» Task to carry out: Please write out the rows below as a numbered list, beginning with the line that contains "Tag every instance of the rider's" and ending with the last line of the rows. Omit any blank lines.

**** Materials provided

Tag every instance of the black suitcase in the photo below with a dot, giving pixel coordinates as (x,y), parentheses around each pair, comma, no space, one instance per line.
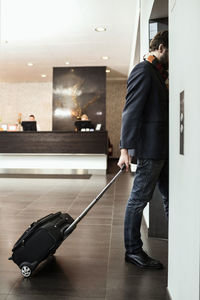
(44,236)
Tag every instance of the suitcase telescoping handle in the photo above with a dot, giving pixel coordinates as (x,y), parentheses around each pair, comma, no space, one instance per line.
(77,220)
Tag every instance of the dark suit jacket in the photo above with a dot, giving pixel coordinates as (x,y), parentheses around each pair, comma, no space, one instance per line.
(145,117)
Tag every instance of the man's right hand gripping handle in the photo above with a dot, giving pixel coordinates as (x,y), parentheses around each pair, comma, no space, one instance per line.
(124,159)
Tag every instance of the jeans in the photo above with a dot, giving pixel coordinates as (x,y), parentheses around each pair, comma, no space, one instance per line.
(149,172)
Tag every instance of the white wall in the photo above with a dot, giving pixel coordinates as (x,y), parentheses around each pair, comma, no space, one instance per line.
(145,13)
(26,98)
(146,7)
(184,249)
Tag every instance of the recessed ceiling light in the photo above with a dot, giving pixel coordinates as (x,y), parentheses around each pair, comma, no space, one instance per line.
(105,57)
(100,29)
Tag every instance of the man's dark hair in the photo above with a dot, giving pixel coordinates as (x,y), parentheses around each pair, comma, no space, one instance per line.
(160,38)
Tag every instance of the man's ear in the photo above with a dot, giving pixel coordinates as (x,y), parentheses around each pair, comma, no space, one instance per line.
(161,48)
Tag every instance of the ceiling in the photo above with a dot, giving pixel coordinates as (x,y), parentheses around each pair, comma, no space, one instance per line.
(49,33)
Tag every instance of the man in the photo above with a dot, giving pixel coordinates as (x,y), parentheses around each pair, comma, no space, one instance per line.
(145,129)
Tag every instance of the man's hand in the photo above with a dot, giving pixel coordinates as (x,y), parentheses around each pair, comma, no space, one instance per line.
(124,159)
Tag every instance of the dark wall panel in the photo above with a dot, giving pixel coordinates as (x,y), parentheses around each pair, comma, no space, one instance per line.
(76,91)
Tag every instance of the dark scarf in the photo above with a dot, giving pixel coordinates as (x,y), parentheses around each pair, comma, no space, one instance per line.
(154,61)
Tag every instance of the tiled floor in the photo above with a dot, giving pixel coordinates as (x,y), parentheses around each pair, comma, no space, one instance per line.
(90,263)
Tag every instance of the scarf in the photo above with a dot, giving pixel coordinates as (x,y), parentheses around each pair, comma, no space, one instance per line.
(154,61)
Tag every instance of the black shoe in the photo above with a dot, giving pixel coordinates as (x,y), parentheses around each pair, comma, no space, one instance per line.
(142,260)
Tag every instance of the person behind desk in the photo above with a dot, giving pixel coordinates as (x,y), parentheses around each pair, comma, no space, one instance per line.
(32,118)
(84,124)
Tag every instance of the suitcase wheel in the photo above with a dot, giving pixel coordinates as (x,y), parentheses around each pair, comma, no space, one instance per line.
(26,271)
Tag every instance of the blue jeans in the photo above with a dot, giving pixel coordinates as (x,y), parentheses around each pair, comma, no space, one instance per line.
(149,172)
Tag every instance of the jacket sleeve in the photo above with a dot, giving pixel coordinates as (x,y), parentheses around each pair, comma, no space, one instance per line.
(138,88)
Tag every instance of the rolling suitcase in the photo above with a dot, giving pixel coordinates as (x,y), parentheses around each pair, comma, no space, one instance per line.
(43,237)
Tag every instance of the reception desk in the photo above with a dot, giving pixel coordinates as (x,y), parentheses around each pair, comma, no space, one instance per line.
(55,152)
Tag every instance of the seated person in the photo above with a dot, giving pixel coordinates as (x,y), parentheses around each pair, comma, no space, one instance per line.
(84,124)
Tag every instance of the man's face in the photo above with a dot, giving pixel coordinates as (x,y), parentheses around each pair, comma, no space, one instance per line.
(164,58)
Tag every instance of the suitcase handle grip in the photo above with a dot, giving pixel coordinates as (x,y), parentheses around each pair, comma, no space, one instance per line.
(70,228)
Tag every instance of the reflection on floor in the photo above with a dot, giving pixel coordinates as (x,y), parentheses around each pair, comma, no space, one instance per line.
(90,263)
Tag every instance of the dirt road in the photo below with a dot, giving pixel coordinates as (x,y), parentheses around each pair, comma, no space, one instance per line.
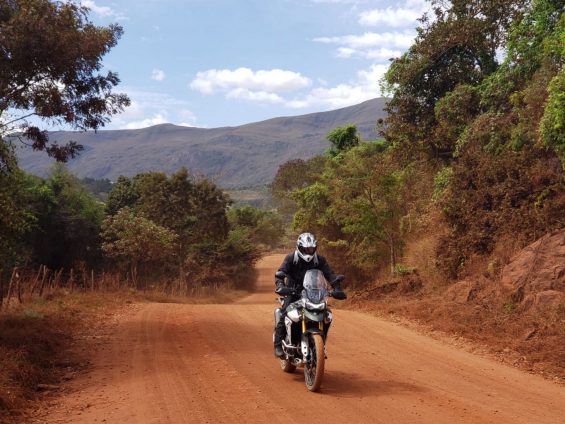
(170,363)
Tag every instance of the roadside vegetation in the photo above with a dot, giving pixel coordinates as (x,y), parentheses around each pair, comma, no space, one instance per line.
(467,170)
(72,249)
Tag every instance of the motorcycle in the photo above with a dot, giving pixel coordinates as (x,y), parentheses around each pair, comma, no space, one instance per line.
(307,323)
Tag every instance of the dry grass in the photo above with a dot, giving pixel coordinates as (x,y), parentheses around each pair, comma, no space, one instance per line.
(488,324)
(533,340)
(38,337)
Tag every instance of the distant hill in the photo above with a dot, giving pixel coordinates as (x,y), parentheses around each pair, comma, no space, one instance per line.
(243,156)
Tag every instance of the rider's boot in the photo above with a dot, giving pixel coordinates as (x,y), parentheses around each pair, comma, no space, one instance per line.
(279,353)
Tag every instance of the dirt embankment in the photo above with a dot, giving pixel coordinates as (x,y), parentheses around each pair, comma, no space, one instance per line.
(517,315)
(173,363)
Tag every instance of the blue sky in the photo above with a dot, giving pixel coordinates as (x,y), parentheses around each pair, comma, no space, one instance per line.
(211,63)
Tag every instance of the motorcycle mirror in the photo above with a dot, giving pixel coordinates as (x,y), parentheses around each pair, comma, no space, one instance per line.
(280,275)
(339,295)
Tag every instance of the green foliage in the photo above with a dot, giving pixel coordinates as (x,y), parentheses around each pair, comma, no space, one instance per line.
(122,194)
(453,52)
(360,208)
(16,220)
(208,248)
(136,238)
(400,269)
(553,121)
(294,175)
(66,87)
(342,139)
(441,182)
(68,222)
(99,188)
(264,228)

********

» Response to this task:
1. Tag every instance of the rider's boot in the photo above with a dot, giving pixel coordinates as (x,y), parentheses around each pair, comma, no space, one instance per line.
2. (279,353)
3. Tag every instance of the dirt embankment in the photo above with a dot, giving pixel coordinates as (x,y), parentheses around each pair, comma, no space, one instance per line.
4. (517,315)
5. (173,363)
6. Tag every instance of the blue sky in the photo above with a dot, giving pixel coordinates as (x,y), parentheses around each pair, comma, no space, one instance per line.
7. (211,63)
8. Tag every instance of the motorcycle mirror in the photo above with a dot, giving pixel coordinates as (x,y), parentheses around each pair, comma, no space, one instance per line.
9. (280,275)
10. (339,295)
11. Tag every instance of the green foliage in the photo above with a dot, giving pixel coordinates as (x,y), parentheses around each pair, comma, no space, one instance per line.
12. (122,194)
13. (453,52)
14. (360,208)
15. (16,220)
16. (208,248)
17. (136,238)
18. (400,269)
19. (553,121)
20. (294,175)
21. (66,87)
22. (342,139)
23. (441,182)
24. (68,222)
25. (99,188)
26. (264,228)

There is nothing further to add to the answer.